> [Requirements] Put into a numbered list the lines of the entries below, from the line containing "Tag the knife wooden" through the end of the entries, both included, and omit any blank lines.

> [Working data]
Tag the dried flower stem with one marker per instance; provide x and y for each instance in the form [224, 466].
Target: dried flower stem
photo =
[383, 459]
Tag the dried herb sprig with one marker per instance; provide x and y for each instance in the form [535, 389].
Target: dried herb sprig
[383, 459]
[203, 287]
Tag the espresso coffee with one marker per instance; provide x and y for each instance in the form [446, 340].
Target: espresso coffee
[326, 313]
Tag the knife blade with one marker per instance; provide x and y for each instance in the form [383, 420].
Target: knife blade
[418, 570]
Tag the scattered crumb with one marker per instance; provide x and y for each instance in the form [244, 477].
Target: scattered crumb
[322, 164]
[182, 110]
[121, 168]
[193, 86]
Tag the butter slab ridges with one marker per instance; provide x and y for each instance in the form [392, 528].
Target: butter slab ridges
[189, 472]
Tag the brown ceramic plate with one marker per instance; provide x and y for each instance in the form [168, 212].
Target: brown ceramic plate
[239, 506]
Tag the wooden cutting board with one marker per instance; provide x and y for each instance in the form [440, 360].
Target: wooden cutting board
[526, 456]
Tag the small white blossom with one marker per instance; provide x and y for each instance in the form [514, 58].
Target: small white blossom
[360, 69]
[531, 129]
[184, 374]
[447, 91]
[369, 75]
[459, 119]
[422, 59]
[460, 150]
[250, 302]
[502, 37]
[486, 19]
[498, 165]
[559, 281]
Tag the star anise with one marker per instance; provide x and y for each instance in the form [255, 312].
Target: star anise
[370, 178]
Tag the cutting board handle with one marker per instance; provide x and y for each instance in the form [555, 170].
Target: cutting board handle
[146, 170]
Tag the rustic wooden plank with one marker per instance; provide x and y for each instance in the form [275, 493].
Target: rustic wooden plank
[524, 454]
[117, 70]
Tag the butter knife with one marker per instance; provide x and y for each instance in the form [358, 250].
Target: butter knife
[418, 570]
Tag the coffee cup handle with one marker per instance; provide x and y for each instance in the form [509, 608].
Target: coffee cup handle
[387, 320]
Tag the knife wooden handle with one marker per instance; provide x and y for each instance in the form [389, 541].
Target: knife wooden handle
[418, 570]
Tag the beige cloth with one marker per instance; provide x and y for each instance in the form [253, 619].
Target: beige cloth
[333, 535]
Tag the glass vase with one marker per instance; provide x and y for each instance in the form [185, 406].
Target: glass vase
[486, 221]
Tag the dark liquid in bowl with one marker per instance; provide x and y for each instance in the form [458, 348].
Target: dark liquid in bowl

> [Solution to this problem]
1. Tag the knife wooden handle with one marker per instance; provide x and y for each instance in the form [389, 541].
2. Target: knife wooden handle
3. [418, 570]
4. Tag the beige cloth with one marker per instance; provide x and y for each instance in the form [253, 619].
5. Target: beige cloth
6. [333, 535]
7. Tag the glass vase with one marker per instance; provide x and y for each instance in the form [185, 406].
8. Target: glass vase
9. [486, 221]
10. Tag the dark liquid in bowl with one marker per instance; provide x and y for each instance in the form [458, 348].
11. Target: dark liquid in bowl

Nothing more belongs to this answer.